## DESCRIPTION OF THE TASK
Please state how many lines below include the word "dangling"; the reply should be the number only.

Start of Block

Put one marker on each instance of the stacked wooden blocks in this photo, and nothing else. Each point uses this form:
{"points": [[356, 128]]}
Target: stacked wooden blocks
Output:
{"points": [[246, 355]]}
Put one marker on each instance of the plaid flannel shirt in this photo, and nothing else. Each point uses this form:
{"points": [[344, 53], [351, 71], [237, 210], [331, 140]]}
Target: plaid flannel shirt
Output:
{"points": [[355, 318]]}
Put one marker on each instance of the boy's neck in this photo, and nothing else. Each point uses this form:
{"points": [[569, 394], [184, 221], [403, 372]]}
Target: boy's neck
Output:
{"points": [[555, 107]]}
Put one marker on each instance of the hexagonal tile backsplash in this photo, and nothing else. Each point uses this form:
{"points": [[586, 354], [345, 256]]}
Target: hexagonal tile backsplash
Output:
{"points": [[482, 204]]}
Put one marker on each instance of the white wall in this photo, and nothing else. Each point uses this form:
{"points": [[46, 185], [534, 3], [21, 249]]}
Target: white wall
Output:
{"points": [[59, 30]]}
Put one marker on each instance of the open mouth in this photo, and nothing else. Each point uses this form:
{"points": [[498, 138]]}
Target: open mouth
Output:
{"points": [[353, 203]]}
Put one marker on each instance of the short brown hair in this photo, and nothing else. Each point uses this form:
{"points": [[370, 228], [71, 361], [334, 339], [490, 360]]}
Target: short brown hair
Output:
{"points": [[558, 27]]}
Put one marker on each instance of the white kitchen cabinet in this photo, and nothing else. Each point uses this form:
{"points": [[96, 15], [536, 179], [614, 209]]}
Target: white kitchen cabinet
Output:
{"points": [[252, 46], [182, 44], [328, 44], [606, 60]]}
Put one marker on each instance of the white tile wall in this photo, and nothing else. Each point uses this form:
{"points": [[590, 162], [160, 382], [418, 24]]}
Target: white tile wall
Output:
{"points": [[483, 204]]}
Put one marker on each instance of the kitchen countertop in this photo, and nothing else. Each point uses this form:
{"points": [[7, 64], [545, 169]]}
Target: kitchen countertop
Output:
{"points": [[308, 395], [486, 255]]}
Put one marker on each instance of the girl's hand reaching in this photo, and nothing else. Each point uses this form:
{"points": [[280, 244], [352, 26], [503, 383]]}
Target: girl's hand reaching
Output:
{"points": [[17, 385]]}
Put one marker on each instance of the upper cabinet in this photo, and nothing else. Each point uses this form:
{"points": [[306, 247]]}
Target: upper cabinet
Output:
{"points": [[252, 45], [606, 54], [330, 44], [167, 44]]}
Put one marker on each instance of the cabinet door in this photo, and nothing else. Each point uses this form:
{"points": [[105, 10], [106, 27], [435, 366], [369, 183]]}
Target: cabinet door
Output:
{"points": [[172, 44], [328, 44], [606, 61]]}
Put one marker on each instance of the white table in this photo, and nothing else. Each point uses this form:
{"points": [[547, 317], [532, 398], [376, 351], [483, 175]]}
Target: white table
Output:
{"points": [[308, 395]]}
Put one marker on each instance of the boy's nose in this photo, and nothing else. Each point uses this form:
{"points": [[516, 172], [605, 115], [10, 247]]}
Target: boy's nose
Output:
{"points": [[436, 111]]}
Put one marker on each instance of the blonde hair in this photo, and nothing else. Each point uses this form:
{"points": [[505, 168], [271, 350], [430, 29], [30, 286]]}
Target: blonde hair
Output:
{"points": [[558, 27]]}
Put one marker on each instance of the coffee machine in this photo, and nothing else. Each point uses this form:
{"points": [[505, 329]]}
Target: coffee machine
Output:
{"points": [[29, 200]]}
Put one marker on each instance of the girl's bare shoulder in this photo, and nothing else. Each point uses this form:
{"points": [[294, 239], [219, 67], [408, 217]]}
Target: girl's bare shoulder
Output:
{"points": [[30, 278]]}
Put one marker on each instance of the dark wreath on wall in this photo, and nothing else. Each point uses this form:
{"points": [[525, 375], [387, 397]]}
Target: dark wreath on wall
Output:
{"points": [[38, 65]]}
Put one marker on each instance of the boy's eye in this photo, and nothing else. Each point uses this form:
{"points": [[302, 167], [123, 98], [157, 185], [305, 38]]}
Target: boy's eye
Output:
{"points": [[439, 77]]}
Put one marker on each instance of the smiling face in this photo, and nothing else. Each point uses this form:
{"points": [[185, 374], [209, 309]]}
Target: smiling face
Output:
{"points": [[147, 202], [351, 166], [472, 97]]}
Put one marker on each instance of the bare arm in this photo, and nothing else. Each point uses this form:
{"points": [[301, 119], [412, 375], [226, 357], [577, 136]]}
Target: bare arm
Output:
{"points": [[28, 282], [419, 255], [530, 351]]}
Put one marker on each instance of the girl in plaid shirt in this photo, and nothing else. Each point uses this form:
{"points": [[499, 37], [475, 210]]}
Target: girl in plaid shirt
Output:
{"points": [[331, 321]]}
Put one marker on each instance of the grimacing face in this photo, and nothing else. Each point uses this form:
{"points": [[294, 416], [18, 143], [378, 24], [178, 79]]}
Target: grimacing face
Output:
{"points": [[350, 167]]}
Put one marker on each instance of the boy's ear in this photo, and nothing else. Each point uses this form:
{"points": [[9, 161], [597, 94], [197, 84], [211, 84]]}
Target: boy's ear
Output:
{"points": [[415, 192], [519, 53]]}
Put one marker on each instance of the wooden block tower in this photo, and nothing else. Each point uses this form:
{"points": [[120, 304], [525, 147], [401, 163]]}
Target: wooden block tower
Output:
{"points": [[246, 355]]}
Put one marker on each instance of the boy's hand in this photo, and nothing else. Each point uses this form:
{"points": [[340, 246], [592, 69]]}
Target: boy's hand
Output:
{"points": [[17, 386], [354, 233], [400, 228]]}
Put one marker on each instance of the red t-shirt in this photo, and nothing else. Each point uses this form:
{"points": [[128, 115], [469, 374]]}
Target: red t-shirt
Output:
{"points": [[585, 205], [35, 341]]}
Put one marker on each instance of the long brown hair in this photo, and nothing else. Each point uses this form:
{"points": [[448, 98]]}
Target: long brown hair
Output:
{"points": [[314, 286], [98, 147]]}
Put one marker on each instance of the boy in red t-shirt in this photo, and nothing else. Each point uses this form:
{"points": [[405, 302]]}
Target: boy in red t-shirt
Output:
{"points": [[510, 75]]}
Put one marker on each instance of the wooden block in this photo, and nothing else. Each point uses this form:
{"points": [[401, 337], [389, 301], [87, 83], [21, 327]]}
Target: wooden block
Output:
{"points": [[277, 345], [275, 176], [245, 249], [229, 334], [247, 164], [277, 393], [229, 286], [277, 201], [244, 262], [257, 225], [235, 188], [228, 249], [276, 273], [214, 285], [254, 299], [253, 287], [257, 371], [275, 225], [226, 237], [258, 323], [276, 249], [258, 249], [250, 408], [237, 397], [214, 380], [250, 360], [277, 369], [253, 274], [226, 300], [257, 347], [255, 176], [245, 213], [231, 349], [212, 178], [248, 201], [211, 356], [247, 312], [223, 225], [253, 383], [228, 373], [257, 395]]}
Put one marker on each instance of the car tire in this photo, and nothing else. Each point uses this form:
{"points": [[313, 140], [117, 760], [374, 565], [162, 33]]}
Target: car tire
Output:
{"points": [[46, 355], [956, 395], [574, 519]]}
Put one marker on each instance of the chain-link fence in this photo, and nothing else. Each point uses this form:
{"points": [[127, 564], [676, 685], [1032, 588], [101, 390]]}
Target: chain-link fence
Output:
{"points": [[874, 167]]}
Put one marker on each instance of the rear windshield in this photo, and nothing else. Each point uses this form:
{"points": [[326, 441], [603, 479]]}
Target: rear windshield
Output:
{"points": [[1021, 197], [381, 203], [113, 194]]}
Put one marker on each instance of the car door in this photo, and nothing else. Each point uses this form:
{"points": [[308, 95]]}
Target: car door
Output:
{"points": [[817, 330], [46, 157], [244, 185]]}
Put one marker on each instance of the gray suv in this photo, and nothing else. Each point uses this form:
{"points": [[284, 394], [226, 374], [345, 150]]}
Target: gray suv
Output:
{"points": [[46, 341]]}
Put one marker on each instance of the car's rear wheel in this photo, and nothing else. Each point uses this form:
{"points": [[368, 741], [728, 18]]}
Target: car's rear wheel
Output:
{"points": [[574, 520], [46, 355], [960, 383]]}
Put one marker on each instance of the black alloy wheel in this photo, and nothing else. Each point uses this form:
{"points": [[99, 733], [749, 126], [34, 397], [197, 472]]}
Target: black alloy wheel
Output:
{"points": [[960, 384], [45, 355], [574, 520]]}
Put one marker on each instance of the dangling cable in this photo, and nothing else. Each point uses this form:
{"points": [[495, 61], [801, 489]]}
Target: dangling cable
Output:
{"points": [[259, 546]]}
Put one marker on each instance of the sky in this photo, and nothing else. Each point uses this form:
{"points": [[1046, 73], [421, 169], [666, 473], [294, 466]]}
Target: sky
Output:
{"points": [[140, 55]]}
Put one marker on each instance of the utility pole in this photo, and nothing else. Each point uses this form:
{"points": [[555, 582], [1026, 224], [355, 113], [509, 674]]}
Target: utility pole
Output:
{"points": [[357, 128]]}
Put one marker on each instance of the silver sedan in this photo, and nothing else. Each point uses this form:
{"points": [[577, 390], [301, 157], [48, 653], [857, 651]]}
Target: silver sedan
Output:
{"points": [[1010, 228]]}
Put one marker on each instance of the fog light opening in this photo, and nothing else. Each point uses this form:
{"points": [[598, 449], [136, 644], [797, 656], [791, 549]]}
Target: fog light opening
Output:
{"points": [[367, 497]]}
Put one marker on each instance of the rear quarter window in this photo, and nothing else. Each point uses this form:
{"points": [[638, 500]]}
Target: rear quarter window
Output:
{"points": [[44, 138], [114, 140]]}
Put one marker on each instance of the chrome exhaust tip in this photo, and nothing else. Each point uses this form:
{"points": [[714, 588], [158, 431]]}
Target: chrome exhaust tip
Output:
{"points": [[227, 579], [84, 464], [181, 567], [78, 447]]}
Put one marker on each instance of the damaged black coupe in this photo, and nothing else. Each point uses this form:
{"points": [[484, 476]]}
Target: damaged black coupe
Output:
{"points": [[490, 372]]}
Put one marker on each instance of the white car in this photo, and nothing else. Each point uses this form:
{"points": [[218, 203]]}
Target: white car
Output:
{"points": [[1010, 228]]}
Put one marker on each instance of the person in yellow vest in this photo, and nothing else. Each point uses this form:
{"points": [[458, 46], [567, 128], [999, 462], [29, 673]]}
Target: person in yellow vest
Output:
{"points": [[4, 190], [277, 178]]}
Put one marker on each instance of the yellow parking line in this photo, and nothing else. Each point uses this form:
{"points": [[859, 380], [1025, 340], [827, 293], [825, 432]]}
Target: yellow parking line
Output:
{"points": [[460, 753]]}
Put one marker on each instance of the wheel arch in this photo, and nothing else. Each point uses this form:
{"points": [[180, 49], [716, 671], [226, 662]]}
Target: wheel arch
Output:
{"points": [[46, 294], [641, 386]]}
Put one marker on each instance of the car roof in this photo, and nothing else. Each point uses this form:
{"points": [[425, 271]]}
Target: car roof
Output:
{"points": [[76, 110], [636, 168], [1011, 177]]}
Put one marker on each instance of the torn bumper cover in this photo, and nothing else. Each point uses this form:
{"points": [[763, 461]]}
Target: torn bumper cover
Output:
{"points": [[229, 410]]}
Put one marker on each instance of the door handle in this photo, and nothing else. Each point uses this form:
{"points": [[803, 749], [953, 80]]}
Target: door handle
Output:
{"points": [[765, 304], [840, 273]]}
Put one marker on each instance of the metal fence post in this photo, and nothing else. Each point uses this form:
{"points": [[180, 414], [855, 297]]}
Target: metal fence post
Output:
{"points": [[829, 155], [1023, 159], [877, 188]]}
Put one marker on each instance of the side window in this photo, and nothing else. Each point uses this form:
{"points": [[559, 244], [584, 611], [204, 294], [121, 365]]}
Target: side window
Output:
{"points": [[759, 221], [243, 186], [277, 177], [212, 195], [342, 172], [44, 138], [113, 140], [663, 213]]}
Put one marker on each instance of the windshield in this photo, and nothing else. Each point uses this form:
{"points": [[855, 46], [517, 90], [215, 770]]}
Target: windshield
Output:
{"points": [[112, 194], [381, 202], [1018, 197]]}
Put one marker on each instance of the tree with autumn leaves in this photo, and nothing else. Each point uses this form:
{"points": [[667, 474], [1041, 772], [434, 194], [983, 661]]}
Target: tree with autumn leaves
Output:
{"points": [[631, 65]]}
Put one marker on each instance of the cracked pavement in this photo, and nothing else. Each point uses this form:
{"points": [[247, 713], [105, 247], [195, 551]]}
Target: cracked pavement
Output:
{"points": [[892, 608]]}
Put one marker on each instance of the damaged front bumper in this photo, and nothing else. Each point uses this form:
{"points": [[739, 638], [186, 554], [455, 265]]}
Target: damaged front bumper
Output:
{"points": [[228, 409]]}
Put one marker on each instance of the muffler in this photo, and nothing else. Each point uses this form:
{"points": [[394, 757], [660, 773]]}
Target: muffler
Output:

End of Block

## OUTPUT
2